= Klaus Vondung =

Klaus Vondung (born 16 July 1941) is a German scholar in the fields of cultural and German studies. The focus of his academic work lies in the interplay of literature, politics and religion during the German Empire, Nazi Germany and beyond.

==Early life and education==
Klaus Vondung was born in Ulm. He studied German, history, philosophy and politics at University of Tübingen and LMU Munich, where he passed the Staatsexamen during the winter semester of 1965/66. Three years later he received the Doctor of Philosophy (Dr. phil.) degree at LMU and spent the next two years as a lecturer. Having been granted a scholarship from the German Research Foundation, he spent two years of post-graduate research at Stanford University.

==Academic work as a professor==
Following a habilitation about the more recent history of German literature, Klaus Vondung was appointed a professor of German studies and literature at the University of Siegen in 1976, a post which he held until becoming an emeritus in 2006. During his time in Siegen, he also served at times as dean and prorector (Vice President).

Vondung's academic research interests are expressed by the premise of the graduate school "Forms of Communication as Forms of Life", of which he was the speaker. Other scientific projects headed by him include "Turn of the millennium: Fears and Visions" (1998–2000, funded by the Volkswagen Foundation) and "Mysticism and Modernity" (as part of the larger "Key Issues of the Geisteswissenschaften").

> [What the task asks] In one to three sentences, explain what the Klaus Vondung biography says made his two years of post-graduate research at Stanford University possible.

> [Supplied entries]
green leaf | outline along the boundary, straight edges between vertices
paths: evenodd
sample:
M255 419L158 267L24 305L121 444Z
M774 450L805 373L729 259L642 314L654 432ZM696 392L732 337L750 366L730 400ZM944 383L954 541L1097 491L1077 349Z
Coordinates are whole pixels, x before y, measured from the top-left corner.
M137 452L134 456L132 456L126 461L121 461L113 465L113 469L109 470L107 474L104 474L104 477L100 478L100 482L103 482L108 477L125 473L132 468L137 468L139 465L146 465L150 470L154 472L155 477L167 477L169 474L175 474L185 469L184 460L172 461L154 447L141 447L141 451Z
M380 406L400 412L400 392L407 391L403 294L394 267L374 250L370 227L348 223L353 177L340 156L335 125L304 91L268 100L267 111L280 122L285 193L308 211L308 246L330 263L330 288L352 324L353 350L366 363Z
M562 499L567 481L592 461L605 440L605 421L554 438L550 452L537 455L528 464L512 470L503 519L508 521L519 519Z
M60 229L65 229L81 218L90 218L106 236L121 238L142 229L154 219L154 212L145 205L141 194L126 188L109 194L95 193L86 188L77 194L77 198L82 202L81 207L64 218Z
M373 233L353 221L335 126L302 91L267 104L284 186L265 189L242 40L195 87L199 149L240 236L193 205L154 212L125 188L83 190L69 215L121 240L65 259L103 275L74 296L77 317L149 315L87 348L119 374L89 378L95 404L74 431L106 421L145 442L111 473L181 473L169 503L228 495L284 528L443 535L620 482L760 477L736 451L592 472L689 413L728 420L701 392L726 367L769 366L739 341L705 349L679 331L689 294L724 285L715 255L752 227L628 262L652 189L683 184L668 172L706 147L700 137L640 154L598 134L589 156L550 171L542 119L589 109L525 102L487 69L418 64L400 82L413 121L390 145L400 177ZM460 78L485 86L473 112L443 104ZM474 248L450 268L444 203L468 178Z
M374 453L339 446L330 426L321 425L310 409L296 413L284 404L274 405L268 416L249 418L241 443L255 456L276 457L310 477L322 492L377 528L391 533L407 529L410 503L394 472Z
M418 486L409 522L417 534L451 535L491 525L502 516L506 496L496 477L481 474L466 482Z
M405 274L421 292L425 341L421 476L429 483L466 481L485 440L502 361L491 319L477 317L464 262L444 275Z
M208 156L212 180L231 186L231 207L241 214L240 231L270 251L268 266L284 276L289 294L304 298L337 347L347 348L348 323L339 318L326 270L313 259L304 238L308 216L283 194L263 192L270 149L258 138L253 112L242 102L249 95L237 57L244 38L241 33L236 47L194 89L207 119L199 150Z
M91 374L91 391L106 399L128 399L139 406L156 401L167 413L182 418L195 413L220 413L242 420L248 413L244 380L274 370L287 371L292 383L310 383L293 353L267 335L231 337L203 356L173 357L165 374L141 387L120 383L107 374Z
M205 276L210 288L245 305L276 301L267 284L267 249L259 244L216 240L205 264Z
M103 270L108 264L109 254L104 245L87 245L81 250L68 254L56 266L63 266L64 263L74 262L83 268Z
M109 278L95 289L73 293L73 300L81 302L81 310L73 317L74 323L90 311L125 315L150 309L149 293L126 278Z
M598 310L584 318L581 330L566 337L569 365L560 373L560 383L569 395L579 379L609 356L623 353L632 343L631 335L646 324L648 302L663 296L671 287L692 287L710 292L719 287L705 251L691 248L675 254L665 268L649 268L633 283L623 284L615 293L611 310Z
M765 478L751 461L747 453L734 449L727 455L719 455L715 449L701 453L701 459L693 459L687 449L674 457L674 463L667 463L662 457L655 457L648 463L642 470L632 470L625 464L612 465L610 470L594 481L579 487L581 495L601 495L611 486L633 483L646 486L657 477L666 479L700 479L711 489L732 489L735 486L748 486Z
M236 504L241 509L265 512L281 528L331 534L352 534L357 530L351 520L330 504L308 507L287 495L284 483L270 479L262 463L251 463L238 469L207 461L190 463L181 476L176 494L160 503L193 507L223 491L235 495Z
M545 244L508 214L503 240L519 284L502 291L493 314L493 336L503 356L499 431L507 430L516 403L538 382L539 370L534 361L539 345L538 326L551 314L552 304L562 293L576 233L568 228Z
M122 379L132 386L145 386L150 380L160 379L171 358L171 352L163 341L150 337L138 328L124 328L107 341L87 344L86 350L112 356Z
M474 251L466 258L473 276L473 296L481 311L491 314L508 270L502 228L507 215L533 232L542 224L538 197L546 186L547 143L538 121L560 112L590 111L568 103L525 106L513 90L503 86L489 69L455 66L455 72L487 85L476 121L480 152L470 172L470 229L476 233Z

> [Answer to the task] He had been granted a scholarship from the German Research Foundation, and with it he spent two years doing post-graduate research at Stanford University.